Our stated aims at the beginning of the second year of development were to show our community (namely all those interested in furthering the cause of Open via bibliographic data, including: coders; academics; those with interest in supporting Galleries, Libraries, Archives and Museums; etc) what we are missing if we do not commit to Open Bibliography, and to show that Open Bibliography is a fundamental requirement of a community committed to discovery and dissemination of ideas. We intended to do this by demonstrating the value of carefully managed metadata collections of particular interest to individuals and small groups, thus realising the potential of the open access to large collections of metadata we now enjoy.
We have been successful overall in achieving our aims, and we present here a summary of our output to date (it may be useful to refer to this guide to terms).
The BibServer open source software package enables individuals and small groups to present their bibliographic collections easily online. BibServer utilises elasticsearch in the background to index supplied records, and these are presented via the frontend using the FacetView javascript library. This use of javascript at the front end allows easy embedding of result displays on any web page.
Our own version of BibServer is up and running at http://bibsoup.net, where we have seen over 100 users sharing more than 14000 records across over 60 collections. Some particularly interesting example collections include:
Additionally, we have created some niche instances of BibServer for solving specific problems – for example, check out http://malaria.bibsoup.net; here we have used BibServer to analyse and display collections specific to malaria researchers, as a demonstration of the extent of open access materials in the field. Further analysis allowed us to show where best to look for relevant materials that could be expected to be openly available, and to begin work on the concept of an Open Access Index for research.

__Entries supplied__
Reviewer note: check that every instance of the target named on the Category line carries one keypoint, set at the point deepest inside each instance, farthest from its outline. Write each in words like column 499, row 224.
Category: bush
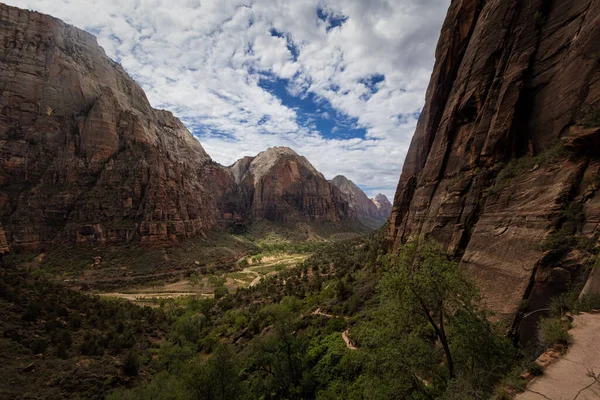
column 220, row 292
column 589, row 302
column 131, row 364
column 552, row 331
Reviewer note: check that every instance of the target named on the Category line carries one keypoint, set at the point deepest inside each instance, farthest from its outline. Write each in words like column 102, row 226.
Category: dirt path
column 568, row 378
column 257, row 276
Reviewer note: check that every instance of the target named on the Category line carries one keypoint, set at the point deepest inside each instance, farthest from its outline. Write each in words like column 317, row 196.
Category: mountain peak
column 371, row 212
column 381, row 198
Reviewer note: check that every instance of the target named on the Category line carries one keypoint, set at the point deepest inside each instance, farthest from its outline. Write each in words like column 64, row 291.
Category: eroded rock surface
column 83, row 156
column 515, row 86
column 281, row 185
column 371, row 212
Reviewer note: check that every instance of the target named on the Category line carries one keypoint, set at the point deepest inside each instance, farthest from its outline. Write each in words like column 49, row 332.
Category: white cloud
column 202, row 59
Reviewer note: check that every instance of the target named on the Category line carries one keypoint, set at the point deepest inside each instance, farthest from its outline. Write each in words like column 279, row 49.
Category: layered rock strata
column 507, row 146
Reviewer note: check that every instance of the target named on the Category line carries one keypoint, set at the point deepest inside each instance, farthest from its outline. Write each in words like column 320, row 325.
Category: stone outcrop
column 83, row 156
column 279, row 185
column 384, row 207
column 371, row 212
column 507, row 144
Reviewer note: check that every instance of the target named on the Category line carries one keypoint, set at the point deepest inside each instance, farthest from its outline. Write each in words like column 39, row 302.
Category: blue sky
column 342, row 82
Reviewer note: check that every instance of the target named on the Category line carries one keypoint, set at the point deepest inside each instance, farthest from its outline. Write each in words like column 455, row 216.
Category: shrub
column 552, row 331
column 220, row 292
column 589, row 302
column 131, row 364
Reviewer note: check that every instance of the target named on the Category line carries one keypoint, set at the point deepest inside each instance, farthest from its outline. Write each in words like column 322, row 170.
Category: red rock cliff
column 507, row 141
column 83, row 156
column 280, row 185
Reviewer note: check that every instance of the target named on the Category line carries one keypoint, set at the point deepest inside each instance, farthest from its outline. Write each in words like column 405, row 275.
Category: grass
column 553, row 331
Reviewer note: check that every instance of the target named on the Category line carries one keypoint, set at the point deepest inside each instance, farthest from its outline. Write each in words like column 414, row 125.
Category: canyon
column 504, row 162
column 85, row 159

__Your tasks__
(1) In the Open Bibliography report, which JavaScript library does BibServer use to present indexed records at the frontend?
(2) According to the Open Bibliography report, what advantage comes from BibServer's use of JavaScript at the front end?
(3) Continue the Open Bibliography report from where it ends.

__Response list__
(1) The FacetView JavaScript library.

(2) Using JavaScript at the front end makes it easy to embed result displays on any web page.

(3)
Another example is the German National Bibliography, as provided by the German National Library, which is in progress (as explained by Adrian Pohl and Etienne Posthumus here). We have and are building similar collections for all other national bibliographies that we receive.
At http://bibjson.org we have produced a simple convention for presenting bibliographic records in JSON. This has seen good uptake so far, with additional use in the JISC TEXTUS project and in Total Impact, amongst others.
Pubcrawler collects bibliographic metadata, via parsers created for particular sites, and we have used it to create collections of articles. The full post provides more information.
We have continued to collect useful bibliographic collections throughout the year, and these along with all others discovered by the community can be found on the datahub in the bibliographic group.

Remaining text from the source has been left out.